* BEGIN PROVIDED MATERIAL *

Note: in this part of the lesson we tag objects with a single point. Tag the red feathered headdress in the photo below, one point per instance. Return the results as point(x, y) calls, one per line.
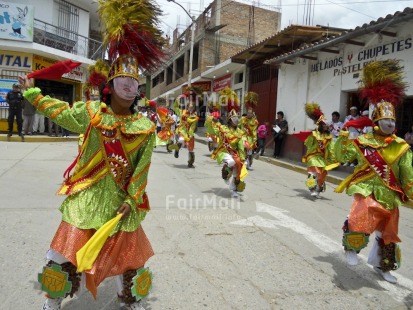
point(132, 35)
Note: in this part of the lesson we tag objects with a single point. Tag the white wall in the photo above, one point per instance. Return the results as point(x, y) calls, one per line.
point(327, 80)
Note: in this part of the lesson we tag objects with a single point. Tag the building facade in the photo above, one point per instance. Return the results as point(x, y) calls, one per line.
point(328, 72)
point(38, 33)
point(224, 28)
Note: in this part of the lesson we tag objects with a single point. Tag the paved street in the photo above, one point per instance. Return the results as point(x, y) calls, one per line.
point(273, 248)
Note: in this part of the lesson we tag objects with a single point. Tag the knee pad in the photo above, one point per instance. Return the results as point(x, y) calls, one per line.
point(136, 285)
point(390, 256)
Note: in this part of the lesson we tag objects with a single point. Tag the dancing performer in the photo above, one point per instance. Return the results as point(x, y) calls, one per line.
point(383, 178)
point(249, 124)
point(166, 135)
point(188, 123)
point(230, 151)
point(100, 234)
point(319, 156)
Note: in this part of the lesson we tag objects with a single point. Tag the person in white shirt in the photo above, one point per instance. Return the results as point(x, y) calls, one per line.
point(354, 114)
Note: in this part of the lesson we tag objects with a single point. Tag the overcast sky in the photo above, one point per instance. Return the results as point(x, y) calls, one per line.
point(341, 14)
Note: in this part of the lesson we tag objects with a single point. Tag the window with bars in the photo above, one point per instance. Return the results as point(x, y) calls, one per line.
point(68, 20)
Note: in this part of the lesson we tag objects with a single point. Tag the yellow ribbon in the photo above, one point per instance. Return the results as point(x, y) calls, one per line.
point(86, 256)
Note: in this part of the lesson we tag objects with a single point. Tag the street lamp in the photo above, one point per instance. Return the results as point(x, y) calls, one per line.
point(191, 50)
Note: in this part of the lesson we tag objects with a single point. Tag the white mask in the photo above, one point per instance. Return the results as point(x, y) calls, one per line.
point(126, 87)
point(387, 125)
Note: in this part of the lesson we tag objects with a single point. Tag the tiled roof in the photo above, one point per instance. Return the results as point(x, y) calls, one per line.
point(379, 25)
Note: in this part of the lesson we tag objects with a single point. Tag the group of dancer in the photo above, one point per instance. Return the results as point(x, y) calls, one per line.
point(383, 178)
point(100, 234)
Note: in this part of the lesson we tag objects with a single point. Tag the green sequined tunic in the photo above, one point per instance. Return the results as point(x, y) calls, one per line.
point(112, 166)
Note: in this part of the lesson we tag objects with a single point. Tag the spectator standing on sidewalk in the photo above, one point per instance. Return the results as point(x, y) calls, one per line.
point(14, 99)
point(28, 117)
point(382, 181)
point(280, 129)
point(263, 132)
point(319, 156)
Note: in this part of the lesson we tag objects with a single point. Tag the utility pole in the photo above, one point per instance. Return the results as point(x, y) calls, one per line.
point(191, 50)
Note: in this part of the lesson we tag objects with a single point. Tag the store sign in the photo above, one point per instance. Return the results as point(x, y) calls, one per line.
point(41, 62)
point(355, 62)
point(5, 87)
point(16, 21)
point(222, 82)
point(15, 60)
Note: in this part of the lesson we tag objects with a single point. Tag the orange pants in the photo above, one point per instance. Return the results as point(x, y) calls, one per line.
point(367, 215)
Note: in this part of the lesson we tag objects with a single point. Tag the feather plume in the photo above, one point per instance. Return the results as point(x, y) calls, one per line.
point(382, 80)
point(132, 27)
point(313, 111)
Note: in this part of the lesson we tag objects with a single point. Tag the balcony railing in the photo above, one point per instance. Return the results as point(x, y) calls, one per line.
point(62, 39)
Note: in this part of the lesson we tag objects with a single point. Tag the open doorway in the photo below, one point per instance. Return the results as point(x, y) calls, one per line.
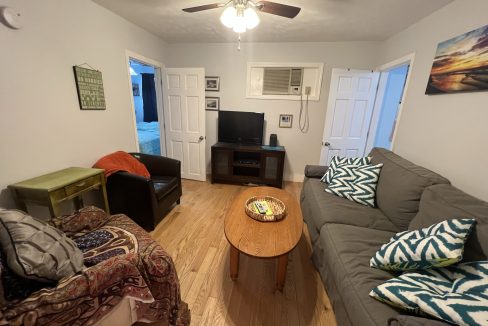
point(389, 102)
point(145, 80)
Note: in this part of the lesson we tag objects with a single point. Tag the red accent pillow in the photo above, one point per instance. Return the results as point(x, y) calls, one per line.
point(121, 161)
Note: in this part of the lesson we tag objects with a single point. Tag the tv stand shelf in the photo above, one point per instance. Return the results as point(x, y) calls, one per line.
point(235, 163)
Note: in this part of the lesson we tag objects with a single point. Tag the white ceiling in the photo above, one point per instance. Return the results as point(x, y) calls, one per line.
point(319, 20)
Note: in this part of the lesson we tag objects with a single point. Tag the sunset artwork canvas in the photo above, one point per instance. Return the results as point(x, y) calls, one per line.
point(461, 64)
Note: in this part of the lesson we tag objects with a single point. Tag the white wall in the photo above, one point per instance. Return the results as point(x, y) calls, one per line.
point(42, 128)
point(446, 133)
point(225, 61)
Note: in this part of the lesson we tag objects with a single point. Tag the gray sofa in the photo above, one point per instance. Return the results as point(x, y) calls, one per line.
point(345, 235)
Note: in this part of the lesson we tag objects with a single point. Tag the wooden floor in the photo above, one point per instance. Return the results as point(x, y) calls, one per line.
point(193, 233)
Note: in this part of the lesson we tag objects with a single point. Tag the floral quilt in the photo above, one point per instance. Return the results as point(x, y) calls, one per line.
point(121, 261)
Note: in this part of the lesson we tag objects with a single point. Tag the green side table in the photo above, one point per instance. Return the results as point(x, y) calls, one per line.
point(54, 188)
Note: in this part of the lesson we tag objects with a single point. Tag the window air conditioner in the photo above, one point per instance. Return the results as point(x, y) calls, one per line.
point(282, 81)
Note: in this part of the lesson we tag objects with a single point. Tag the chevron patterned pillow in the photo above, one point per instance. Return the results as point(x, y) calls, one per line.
point(356, 183)
point(338, 161)
point(439, 245)
point(456, 294)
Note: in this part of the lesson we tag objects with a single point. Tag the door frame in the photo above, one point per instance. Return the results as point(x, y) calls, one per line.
point(130, 55)
point(380, 95)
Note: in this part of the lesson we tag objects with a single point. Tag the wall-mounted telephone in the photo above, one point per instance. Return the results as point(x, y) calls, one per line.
point(303, 119)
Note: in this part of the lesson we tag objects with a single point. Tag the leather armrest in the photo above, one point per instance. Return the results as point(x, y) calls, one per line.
point(315, 171)
point(407, 320)
point(160, 165)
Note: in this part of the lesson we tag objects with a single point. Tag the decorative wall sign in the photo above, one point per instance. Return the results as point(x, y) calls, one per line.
point(286, 120)
point(136, 90)
point(89, 85)
point(212, 83)
point(461, 64)
point(212, 103)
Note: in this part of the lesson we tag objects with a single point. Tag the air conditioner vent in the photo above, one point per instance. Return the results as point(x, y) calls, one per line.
point(282, 81)
point(296, 77)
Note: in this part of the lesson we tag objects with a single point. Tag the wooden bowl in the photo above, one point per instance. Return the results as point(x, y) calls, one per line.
point(276, 205)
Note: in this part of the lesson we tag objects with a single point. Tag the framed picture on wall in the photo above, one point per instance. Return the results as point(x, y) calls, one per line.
point(135, 89)
point(89, 85)
point(212, 83)
point(286, 120)
point(212, 103)
point(460, 64)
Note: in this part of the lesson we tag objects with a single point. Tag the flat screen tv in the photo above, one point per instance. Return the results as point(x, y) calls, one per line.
point(241, 127)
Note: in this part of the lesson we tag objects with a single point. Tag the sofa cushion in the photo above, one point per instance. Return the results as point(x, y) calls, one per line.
point(457, 294)
point(36, 250)
point(400, 186)
point(164, 185)
point(442, 202)
point(337, 161)
point(315, 171)
point(343, 252)
point(439, 245)
point(356, 183)
point(320, 207)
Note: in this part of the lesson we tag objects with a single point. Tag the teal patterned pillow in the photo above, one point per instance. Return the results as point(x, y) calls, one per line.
point(338, 161)
point(356, 183)
point(456, 294)
point(439, 245)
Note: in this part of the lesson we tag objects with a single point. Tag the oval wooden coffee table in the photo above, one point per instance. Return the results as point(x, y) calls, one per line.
point(263, 239)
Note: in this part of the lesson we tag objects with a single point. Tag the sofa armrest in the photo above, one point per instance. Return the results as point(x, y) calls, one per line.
point(159, 165)
point(81, 221)
point(315, 171)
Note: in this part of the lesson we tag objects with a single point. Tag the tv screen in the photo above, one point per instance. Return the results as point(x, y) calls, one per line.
point(241, 127)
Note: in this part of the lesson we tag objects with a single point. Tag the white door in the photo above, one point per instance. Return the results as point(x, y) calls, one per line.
point(349, 109)
point(184, 117)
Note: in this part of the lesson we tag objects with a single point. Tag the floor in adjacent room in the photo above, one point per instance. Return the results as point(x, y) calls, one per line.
point(193, 233)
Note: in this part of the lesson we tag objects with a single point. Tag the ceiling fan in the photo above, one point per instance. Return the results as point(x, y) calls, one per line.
point(240, 15)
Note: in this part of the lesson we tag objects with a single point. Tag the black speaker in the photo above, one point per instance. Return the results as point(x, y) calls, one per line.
point(273, 140)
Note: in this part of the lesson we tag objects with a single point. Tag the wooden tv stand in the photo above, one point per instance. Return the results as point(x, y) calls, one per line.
point(234, 163)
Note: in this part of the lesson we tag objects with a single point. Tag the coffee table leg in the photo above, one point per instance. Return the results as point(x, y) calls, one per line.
point(234, 262)
point(281, 272)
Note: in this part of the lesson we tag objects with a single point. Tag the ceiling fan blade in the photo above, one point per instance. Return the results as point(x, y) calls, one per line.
point(204, 7)
point(278, 9)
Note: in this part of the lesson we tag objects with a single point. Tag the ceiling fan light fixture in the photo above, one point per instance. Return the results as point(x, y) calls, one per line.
point(228, 17)
point(251, 17)
point(240, 24)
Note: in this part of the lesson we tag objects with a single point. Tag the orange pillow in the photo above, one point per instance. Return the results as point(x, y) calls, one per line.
point(121, 161)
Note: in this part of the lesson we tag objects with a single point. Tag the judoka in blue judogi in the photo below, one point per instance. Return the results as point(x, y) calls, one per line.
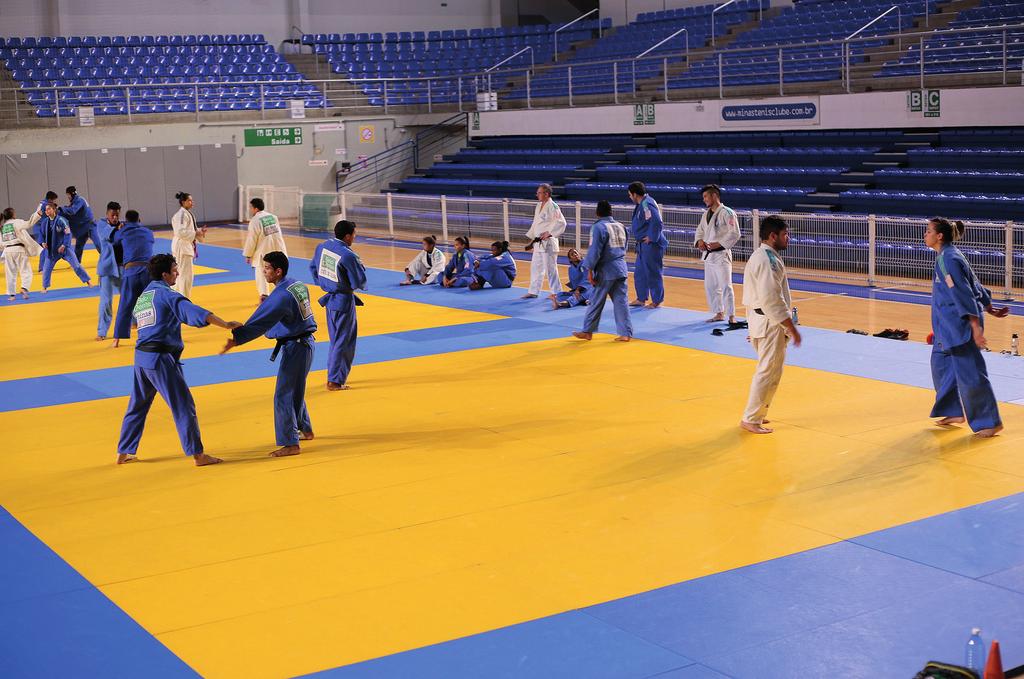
point(459, 270)
point(56, 240)
point(286, 315)
point(160, 312)
point(958, 303)
point(606, 265)
point(339, 272)
point(135, 242)
point(580, 288)
point(650, 246)
point(110, 267)
point(498, 268)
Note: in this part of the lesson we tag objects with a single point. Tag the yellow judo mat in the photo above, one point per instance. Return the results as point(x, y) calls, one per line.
point(454, 494)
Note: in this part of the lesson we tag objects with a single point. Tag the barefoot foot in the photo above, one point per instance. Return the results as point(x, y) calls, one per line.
point(755, 428)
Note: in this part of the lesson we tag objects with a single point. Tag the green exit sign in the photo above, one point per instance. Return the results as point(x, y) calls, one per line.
point(273, 136)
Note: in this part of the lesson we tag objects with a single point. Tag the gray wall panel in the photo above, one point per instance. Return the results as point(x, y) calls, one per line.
point(64, 171)
point(220, 181)
point(145, 182)
point(183, 172)
point(27, 181)
point(108, 180)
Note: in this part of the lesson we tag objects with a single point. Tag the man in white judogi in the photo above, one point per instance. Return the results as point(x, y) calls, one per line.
point(264, 237)
point(548, 224)
point(17, 246)
point(718, 231)
point(766, 296)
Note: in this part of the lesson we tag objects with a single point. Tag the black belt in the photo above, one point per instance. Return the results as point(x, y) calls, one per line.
point(282, 341)
point(160, 347)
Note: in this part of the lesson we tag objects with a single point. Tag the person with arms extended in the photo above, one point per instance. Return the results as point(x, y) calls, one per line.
point(286, 315)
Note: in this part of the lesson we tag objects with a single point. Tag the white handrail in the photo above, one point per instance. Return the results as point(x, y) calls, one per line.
point(581, 16)
point(846, 41)
point(509, 58)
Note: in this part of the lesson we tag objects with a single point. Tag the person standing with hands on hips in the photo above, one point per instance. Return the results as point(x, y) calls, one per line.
point(650, 245)
point(548, 224)
point(767, 298)
point(963, 391)
point(184, 245)
point(717, 232)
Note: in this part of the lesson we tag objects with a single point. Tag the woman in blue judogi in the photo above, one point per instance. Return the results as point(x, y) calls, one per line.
point(650, 245)
point(286, 315)
point(339, 272)
point(498, 268)
point(606, 268)
point(56, 241)
point(160, 312)
point(459, 270)
point(579, 289)
point(958, 302)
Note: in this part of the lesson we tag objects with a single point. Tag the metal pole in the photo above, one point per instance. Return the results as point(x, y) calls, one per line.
point(444, 218)
point(922, 64)
point(721, 95)
point(579, 222)
point(1010, 259)
point(390, 216)
point(665, 76)
point(614, 80)
point(505, 217)
point(871, 241)
point(780, 72)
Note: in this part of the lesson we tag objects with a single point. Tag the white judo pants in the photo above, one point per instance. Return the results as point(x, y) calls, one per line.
point(185, 276)
point(544, 265)
point(718, 284)
point(16, 264)
point(419, 269)
point(771, 358)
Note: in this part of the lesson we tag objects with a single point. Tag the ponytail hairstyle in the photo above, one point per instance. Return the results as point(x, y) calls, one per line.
point(950, 231)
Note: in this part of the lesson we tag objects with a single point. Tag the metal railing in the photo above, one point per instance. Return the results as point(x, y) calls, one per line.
point(870, 250)
point(600, 33)
point(819, 67)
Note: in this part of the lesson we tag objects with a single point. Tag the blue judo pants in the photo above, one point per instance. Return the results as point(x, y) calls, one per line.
point(133, 283)
point(167, 379)
point(68, 256)
point(615, 288)
point(108, 284)
point(648, 273)
point(962, 386)
point(290, 414)
point(341, 327)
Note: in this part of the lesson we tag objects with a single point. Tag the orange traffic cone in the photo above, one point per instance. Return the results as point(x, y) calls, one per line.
point(993, 667)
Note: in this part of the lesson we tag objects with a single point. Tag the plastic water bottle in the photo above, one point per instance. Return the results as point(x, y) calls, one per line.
point(974, 654)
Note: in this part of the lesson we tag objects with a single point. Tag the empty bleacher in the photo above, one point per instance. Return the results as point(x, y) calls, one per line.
point(969, 173)
point(118, 75)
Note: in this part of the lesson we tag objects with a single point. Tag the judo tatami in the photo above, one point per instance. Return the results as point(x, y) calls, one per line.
point(486, 471)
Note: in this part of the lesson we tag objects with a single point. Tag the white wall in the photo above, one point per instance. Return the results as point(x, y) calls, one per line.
point(960, 108)
point(271, 17)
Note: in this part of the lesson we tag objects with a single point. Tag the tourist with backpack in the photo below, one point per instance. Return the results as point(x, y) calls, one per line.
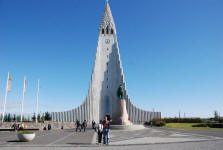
point(106, 127)
point(99, 130)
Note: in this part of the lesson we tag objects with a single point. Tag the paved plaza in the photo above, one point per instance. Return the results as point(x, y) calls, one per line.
point(148, 138)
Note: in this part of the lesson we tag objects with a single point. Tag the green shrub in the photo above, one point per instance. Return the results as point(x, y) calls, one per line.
point(211, 125)
point(182, 120)
point(26, 132)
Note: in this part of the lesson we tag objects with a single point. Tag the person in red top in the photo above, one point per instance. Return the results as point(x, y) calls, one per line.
point(106, 127)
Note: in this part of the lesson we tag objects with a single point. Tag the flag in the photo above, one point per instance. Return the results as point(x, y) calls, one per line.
point(9, 83)
point(24, 88)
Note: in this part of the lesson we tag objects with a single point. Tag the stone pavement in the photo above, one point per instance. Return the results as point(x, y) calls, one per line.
point(148, 138)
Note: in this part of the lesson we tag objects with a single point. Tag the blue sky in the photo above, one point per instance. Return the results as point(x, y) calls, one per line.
point(171, 51)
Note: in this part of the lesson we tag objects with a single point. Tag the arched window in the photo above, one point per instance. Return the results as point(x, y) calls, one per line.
point(112, 31)
point(107, 30)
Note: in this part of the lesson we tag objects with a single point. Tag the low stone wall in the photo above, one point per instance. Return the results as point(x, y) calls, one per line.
point(40, 126)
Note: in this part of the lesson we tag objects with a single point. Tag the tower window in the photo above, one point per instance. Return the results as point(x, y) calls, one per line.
point(107, 31)
point(112, 31)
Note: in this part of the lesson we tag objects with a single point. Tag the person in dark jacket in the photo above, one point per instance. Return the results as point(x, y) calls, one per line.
point(78, 125)
point(84, 125)
point(106, 128)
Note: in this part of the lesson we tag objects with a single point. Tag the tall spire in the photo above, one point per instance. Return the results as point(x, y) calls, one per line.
point(107, 19)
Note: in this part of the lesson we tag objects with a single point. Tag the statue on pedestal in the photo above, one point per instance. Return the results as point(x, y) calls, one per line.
point(121, 116)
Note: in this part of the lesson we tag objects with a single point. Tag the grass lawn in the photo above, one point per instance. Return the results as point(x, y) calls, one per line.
point(188, 126)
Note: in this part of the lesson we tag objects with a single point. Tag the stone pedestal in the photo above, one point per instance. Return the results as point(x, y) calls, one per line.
point(121, 116)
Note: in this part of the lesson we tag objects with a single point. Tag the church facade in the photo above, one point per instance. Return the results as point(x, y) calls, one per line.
point(106, 78)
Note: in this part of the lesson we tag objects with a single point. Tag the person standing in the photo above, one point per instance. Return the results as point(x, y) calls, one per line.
point(99, 130)
point(106, 127)
point(84, 124)
point(93, 124)
point(78, 126)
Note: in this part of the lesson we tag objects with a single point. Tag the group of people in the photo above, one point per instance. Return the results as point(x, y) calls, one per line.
point(102, 129)
point(80, 126)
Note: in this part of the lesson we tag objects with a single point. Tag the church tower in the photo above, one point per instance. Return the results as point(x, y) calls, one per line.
point(107, 73)
point(107, 76)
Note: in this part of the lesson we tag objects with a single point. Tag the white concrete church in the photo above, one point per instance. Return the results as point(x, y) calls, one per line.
point(106, 78)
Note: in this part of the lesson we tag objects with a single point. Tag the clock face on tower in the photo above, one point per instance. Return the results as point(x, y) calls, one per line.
point(107, 41)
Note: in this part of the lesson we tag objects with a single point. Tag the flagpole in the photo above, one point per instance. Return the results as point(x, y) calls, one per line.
point(23, 97)
point(37, 102)
point(6, 93)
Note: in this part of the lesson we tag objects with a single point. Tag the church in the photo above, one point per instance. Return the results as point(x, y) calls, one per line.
point(107, 76)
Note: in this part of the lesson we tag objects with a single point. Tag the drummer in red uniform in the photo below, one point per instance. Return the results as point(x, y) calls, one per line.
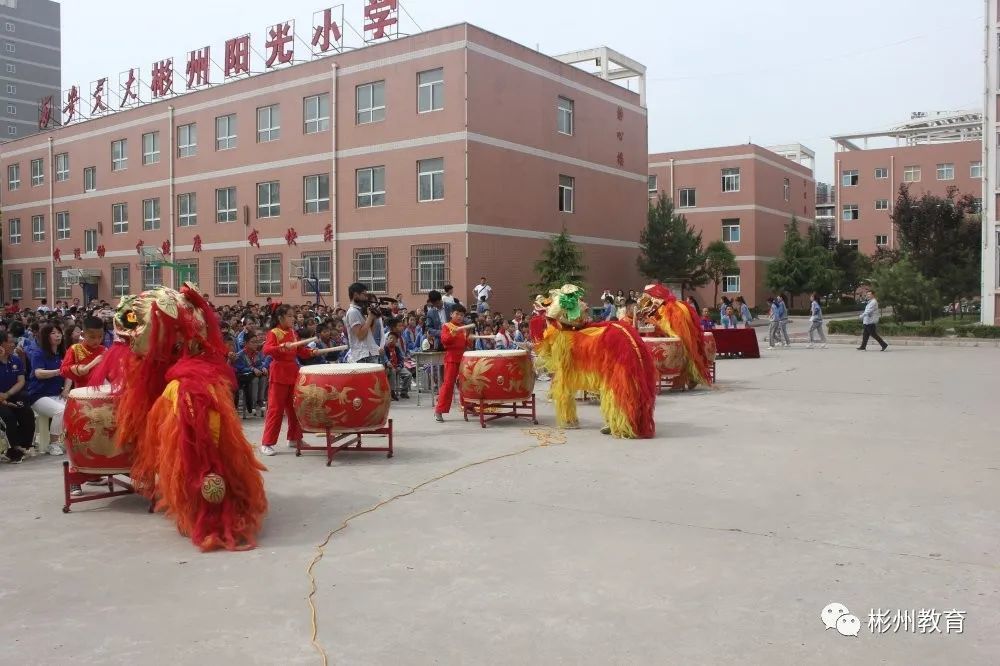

* END PROVIDED MATERIAL *

▸ EXERCISE REQUIREMENTS: Swap "grass lawn" for "green lawn" in the rows from the line with "Tag the grass" up to and including the line with "point(188, 126)". Give back only those lines, with nothing else changed.

▸ WRITTEN RESPONSE:
Note: in this part of the lesson we tag objects with a single point. Tag the green lawn in the photo above, one point per instance. Return the results as point(x, y) calls, one per line.
point(188, 126)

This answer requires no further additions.